* _Activity_: Give every entry again, word for word.

Extracted records:

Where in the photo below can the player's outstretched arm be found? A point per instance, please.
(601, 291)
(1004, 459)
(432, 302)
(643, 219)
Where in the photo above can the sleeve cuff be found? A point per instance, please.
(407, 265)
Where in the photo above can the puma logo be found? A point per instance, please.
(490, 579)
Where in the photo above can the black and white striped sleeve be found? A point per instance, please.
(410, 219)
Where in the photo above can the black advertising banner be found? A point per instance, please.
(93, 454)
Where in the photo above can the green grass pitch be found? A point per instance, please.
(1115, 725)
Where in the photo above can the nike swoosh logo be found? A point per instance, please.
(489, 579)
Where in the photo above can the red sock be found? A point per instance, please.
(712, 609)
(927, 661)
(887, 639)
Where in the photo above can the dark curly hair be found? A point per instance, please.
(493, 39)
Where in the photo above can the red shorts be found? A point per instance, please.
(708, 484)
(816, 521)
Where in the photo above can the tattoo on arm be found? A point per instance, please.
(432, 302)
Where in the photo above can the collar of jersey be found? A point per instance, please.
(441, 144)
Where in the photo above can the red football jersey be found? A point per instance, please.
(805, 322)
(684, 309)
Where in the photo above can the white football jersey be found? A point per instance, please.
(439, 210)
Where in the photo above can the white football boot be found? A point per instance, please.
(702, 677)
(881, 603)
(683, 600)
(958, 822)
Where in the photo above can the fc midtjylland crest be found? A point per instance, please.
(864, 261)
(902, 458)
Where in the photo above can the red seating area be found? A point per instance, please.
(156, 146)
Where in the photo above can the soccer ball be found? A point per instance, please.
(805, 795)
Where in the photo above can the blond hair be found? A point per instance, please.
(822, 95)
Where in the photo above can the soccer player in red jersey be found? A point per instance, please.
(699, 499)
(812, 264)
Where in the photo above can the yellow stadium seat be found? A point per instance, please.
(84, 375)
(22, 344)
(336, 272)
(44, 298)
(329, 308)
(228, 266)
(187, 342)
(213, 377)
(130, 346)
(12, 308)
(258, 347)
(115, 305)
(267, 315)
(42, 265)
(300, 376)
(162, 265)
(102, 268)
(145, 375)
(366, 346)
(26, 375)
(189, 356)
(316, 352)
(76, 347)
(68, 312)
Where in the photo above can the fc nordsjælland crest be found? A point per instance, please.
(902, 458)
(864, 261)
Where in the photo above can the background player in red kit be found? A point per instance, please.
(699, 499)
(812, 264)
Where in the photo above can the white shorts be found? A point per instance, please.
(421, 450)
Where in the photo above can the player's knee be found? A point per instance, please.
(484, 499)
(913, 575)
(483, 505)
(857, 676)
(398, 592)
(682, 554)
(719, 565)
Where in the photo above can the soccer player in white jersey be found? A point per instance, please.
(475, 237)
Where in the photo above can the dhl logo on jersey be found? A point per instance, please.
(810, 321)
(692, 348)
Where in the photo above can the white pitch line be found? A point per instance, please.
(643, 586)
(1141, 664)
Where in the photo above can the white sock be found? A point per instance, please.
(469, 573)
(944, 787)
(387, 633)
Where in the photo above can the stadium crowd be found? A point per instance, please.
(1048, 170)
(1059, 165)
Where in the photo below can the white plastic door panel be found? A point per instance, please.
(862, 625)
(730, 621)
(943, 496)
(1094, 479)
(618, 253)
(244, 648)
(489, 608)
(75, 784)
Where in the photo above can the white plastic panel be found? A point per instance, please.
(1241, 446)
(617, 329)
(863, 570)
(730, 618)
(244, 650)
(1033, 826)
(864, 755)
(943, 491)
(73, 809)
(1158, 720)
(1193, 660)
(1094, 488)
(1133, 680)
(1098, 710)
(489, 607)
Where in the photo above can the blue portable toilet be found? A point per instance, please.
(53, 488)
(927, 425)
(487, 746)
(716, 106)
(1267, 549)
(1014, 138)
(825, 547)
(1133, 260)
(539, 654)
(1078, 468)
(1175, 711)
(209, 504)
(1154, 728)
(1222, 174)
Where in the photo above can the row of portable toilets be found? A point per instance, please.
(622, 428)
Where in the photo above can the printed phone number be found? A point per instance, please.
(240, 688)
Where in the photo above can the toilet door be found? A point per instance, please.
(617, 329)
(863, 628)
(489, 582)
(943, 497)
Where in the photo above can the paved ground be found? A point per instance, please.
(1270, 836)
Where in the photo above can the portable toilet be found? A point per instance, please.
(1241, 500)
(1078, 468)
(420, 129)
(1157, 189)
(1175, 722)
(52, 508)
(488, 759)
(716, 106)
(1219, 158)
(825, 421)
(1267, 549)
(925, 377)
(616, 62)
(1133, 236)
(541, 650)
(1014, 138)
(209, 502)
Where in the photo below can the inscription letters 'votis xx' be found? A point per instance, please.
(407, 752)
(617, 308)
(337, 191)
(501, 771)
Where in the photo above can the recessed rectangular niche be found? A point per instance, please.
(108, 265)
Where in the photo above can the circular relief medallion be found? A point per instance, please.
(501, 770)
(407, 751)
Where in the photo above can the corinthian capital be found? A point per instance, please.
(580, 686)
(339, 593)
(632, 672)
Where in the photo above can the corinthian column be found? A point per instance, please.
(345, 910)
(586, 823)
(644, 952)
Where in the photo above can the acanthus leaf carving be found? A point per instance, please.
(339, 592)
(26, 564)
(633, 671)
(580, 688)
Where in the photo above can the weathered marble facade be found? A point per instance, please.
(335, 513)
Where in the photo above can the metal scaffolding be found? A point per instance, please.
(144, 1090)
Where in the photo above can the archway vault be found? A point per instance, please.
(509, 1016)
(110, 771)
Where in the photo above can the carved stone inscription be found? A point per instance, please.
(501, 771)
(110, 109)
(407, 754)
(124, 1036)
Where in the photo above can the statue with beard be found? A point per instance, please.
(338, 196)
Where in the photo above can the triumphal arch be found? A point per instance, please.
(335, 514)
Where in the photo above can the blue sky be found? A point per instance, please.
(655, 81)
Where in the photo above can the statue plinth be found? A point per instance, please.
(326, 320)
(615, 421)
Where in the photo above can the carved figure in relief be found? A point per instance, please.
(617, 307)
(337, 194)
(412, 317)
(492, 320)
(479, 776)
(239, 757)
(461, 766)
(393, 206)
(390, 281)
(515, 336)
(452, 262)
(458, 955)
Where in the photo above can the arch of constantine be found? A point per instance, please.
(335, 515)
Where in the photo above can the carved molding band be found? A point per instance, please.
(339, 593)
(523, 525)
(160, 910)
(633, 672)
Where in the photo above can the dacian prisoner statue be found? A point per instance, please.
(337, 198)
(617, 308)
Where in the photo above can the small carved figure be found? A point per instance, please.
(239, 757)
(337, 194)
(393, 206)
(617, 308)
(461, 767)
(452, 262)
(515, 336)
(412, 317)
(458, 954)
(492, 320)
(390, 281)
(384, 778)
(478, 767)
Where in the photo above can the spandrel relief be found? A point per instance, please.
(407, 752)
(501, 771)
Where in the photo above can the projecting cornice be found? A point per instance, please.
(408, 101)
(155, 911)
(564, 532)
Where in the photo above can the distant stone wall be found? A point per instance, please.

* _Reply_:
Where in the photo below can the player's outstretched arm be found? A point per instance, please.
(601, 291)
(1004, 459)
(432, 302)
(643, 219)
Where in the photo above can the sleeve cuff be found? A point per instance, please.
(407, 265)
Where in the photo above can the puma logo be found? A point per instance, please.
(490, 579)
Where in the photo above can the black and white striped sleeve be found? A point per instance, please.
(410, 219)
Where in the photo above can the black advertising banner be found? A point per instance, please.
(93, 454)
Where in the photo above can the green grass pitch be found? A point per instance, please.
(1115, 725)
Where in the photo above can the nike swoosh logo be found? A point per instance, please.
(489, 579)
Where in the photo above can the red sock be found? A point per instance, please.
(712, 609)
(927, 661)
(887, 639)
Where in the photo above can the dark curly hair be found? A point per instance, please.
(493, 39)
Where in the photo above can the red shorts be found? A point per instance, please.
(708, 484)
(816, 521)
Where in the photo above can the tattoo on arm be found? A point per instance, please.
(432, 302)
Where in the photo above can the collar of jersey be found? A point per instance, please.
(441, 144)
Where in the photo above can the red football jersey be found? A point per instance, please.
(805, 322)
(684, 309)
Where in the photo above can the white football jersey be found? A point per instance, please.
(439, 210)
Where in the photo above can the white football boot be found? A point per instance, please.
(702, 677)
(881, 603)
(683, 600)
(958, 822)
Where in the photo above can the fc midtjylland crest be found? A point per instance, please.
(864, 261)
(902, 458)
Where in the photo above can the red seating area be found? A point per instance, please.
(156, 146)
Where in the photo above can the soccer ball be found? A point per instance, please.
(805, 795)
Where in the photo above can the blond hair be found? A point per instance, please.
(822, 95)
Where in the photo above can the soccer player in red jersey be found? A point per instance, please.
(699, 499)
(812, 264)
Where in the photo above can the yellow stadium seat be found? A point per instance, please.
(84, 375)
(22, 344)
(336, 272)
(44, 298)
(329, 308)
(228, 266)
(187, 342)
(213, 377)
(130, 346)
(12, 308)
(258, 347)
(115, 305)
(267, 315)
(42, 265)
(300, 376)
(162, 265)
(102, 268)
(145, 375)
(366, 346)
(26, 375)
(189, 356)
(316, 352)
(76, 347)
(68, 312)
Where in the photo above can the fc nordsjælland crest be found? A point per instance, please.
(902, 458)
(864, 261)
Where in the photo above can the background player in red kit be found? A point per instance, please.
(699, 499)
(812, 264)
Where in the photo above can the white shorts be found? A point per instance, please.
(421, 450)
Where in the photo above can the player's knee be found? A point per instance, please.
(484, 499)
(913, 575)
(483, 505)
(857, 676)
(398, 592)
(682, 554)
(719, 565)
Where in the photo above can the soccer player in white jersey be found? A point per instance, please.
(475, 237)
Where in the photo above can the dhl logo on jersey be found? A point per instance, please.
(810, 321)
(692, 348)
Where in the photo above can the white pitch line be found? A point per instance, please.
(643, 586)
(1141, 664)
Where in the photo above can the white sock be found? A point per instance, please.
(469, 573)
(944, 787)
(387, 633)
Where in the photo above can the stadium crowd be found? A point per instance, please.
(1048, 170)
(1059, 165)
Where in the photo below can the white plastic door panel be found? A point per instance, please.
(862, 625)
(730, 621)
(943, 496)
(1094, 479)
(618, 253)
(244, 648)
(489, 608)
(75, 784)
Where in the photo above can the white plastic panel be found? A point per instance, please.
(1241, 446)
(617, 329)
(863, 570)
(730, 618)
(244, 650)
(1033, 826)
(864, 755)
(943, 491)
(73, 809)
(1158, 720)
(1193, 660)
(1094, 488)
(1133, 680)
(1098, 710)
(489, 607)
Where in the photo above can the blue portable toilet be found? A point per instance, please.
(53, 488)
(927, 425)
(487, 746)
(716, 106)
(1267, 549)
(1014, 138)
(825, 547)
(1133, 260)
(539, 654)
(1078, 468)
(1175, 711)
(209, 504)
(1154, 728)
(1222, 174)
Where in the photo above can the row of portable toilets be found? A point per instance, please.
(622, 428)
Where in the photo above can the printed phone number be found? A point per instance, please.
(240, 688)
Where in the photo above can the toilet door be found? A point per instance, please.
(617, 329)
(863, 628)
(489, 582)
(943, 497)
Where in the photo above can the paved ground be found? A point per instance, please.
(1270, 836)
Where in the photo above can the portable toilet be found? A point per instance, please.
(1241, 500)
(1078, 468)
(420, 129)
(1157, 189)
(1175, 722)
(52, 508)
(488, 759)
(716, 106)
(1219, 158)
(825, 421)
(1267, 549)
(925, 377)
(616, 62)
(1133, 236)
(541, 650)
(1014, 138)
(209, 502)
Where in the photo below can the inscription letters 'votis xx' be found? A point per instance, please.
(407, 752)
(617, 308)
(337, 191)
(501, 771)
Where in the photo above can the recessed rectangular niche be found? A point per instance, please.
(108, 265)
Where in the photo above can the circular relief medallion be found? A point per instance, please.
(501, 770)
(407, 751)
Where in the photo above can the corinthian capital be found? A point per instance, please.
(580, 686)
(339, 593)
(632, 672)
Where in the photo above can the corinthian column be found? A point per instance, please.
(345, 910)
(586, 823)
(644, 952)
Where in the photo above can the acanthus leaf carving be found? A point per instance, please.
(339, 592)
(26, 564)
(633, 671)
(580, 688)
Where in the photo above can the weathered marble facade be found? A point per instance, please.
(335, 513)
Where in the photo above can the metal scaffolding be found? A point per instance, please.
(144, 1090)
Where in the photo above can the archway vault be found? A point per instance, please.
(509, 1016)
(110, 771)
Where in the photo above can the carved stone inscription be found? A point per instance, please.
(501, 771)
(110, 109)
(407, 754)
(124, 1036)
Where in the photo above can the statue with beard be found? A point per instance, please.
(338, 196)
Where in the photo above can the triumphal arch be found? A point per instance, please.
(335, 514)
Where in the photo above can the blue sky be found? A point per instance, please.
(655, 81)
Where in the photo above can the statue plinth be found? A point per instance, please.
(326, 320)
(615, 421)
Where in the photo above can the carved figure in relief be found? A point per instance, please.
(617, 307)
(337, 194)
(412, 317)
(492, 320)
(479, 776)
(239, 757)
(461, 766)
(393, 206)
(390, 281)
(515, 336)
(452, 262)
(458, 955)
Where in the photo above can the arch of constantine be found? A point per instance, please.
(335, 515)
Where in the photo above can the carved molding band be found? A point per instance, please.
(339, 593)
(523, 525)
(160, 910)
(633, 672)
Where in the photo above can the dacian prisoner statue be found? A point per instance, please.
(337, 198)
(617, 308)
Where in the photo above can the small carved figure be found? A point per instance, please.
(239, 757)
(337, 194)
(393, 206)
(617, 308)
(461, 767)
(452, 262)
(515, 336)
(412, 317)
(458, 954)
(492, 320)
(390, 281)
(384, 778)
(478, 767)
Where in the photo above can the spandrel relief be found? A point per instance, please.
(407, 752)
(501, 771)
Where in the photo above can the projecting cornice be found? A point per instance, please.
(408, 101)
(155, 911)
(564, 532)
Where in the photo above can the distant stone wall be found? A point per instance, please.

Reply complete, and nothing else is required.